Labeled region data:

-=-=-

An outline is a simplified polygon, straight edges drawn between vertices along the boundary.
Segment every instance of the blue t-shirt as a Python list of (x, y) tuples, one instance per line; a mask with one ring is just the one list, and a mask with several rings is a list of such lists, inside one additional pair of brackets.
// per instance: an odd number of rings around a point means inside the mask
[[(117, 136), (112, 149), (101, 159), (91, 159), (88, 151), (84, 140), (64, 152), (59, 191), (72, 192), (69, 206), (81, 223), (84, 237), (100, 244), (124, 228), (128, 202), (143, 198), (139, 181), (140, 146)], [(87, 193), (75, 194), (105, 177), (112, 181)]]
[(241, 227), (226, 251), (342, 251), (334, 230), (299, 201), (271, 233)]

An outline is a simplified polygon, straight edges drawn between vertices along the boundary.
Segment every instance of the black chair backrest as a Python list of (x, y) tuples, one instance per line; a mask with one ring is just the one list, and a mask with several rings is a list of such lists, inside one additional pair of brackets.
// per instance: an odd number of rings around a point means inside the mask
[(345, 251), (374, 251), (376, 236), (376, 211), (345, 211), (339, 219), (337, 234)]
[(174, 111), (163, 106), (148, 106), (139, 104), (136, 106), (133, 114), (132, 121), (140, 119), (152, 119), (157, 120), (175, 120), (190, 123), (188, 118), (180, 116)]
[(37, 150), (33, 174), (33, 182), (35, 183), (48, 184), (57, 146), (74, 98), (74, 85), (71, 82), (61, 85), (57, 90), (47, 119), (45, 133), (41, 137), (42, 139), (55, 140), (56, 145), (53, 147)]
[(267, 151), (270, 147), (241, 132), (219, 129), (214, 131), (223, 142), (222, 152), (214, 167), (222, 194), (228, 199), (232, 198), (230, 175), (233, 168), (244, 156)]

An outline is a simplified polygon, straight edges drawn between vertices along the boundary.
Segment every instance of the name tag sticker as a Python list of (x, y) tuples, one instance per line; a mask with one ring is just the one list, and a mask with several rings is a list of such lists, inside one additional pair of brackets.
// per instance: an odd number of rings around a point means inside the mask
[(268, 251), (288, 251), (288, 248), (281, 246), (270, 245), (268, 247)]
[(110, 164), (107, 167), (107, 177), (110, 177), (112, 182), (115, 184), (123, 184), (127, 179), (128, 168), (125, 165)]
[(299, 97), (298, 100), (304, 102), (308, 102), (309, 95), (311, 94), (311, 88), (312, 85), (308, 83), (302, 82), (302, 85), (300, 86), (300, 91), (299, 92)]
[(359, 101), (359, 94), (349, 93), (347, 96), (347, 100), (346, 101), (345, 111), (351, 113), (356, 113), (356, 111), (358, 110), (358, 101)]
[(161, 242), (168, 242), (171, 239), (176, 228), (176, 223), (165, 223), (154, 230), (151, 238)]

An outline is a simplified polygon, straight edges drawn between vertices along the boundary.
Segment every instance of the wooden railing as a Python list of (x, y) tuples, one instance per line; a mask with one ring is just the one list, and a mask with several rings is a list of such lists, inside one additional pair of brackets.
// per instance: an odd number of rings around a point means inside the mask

-=-=-

# Given instruction:
Can you lay out all of the data above as a Markdown table with the columns Row and Text, giving each nonblank line its own numbered row and leaving out blank lines?

# Output of the exercise:
| Row | Text |
|---|---|
| 1 | An outline is a simplified polygon, straight edges drawn between vertices along the boundary. |
| 2 | Segment every instance of the blue t-shirt as a Python list of (x, y) tuples, one instance per line; a mask with one ring is just the one list, and a mask with several rings is a list of such lists, inside one additional pair of brackets. |
| 3 | // per instance: an odd number of rings around a point means inside the mask |
| 4 | [[(117, 136), (112, 149), (101, 159), (91, 159), (88, 151), (84, 140), (64, 152), (59, 191), (72, 192), (69, 206), (81, 223), (84, 237), (100, 244), (124, 228), (128, 202), (143, 198), (139, 181), (140, 146)], [(87, 193), (75, 194), (105, 177), (112, 181)]] |
| 5 | [(241, 227), (226, 251), (342, 251), (334, 230), (299, 201), (271, 233)] |
| 6 | An outline is a simplified polygon, straight edges drawn between vertices along the boundary. |
| 7 | Segment every instance of the black chair backrest as a Python list of (x, y) tuples, one instance per line; a mask with one ring is just the one list, and a mask with several rings is a list of such lists, inside one additional pair of brackets. |
| 8 | // per instance: an odd number of rings around a point means inside the mask |
| 9 | [(345, 251), (374, 251), (376, 236), (376, 211), (345, 211), (339, 219), (337, 234)] |
| 10 | [(174, 111), (163, 106), (148, 106), (139, 104), (136, 106), (133, 114), (132, 121), (140, 119), (152, 119), (157, 120), (175, 120), (190, 123), (188, 118), (180, 116)] |
| 11 | [(37, 150), (33, 174), (33, 182), (35, 183), (48, 184), (57, 146), (74, 98), (74, 85), (71, 82), (61, 85), (57, 90), (47, 119), (45, 133), (41, 137), (42, 139), (55, 140), (56, 145), (53, 147)] |
| 12 | [(267, 151), (270, 147), (241, 132), (219, 129), (214, 131), (223, 142), (222, 152), (214, 167), (222, 194), (228, 199), (232, 198), (230, 175), (233, 168), (244, 156)] |
| 13 | An outline is a simplified polygon, straight edges drawn between vertices along the boundary. |
| 14 | Segment every instance of the name tag sticker as a Python list of (x, y) tuples, one instance per line; a mask with one ring is just the one list, and a mask with several rings is a list of such lists, inside one additional pair of brackets. |
| 15 | // per instance: an odd number of rings around a point means inside the mask |
| 16 | [(268, 251), (288, 251), (288, 248), (281, 246), (270, 245), (268, 247)] |
| 17 | [(110, 164), (107, 167), (107, 177), (110, 177), (112, 182), (115, 184), (123, 184), (127, 179), (128, 168), (125, 165)] |
| 18 | [(299, 97), (298, 100), (304, 102), (308, 102), (309, 95), (311, 94), (311, 88), (312, 85), (308, 83), (302, 82), (302, 85), (300, 86), (300, 91), (299, 92)] |
| 19 | [(359, 101), (359, 94), (349, 93), (347, 96), (347, 100), (346, 101), (345, 111), (351, 113), (356, 113), (356, 111), (358, 110), (358, 101)] |
| 20 | [(161, 242), (168, 242), (171, 239), (176, 228), (176, 223), (165, 223), (154, 230), (151, 238)] |
| 21 | An outline is a simplified polygon, straight edges drawn between vertices along the boundary. |
| 22 | Segment every instance of the wooden railing as a Python list of (x, y) tuples, one instance per line; a mask with one ring is just the one list, and a mask with several rings is a list of such lists, inside one additional pair of brackets. |
| 23 | // per instance: an odd number of rings around a point means inside the mask |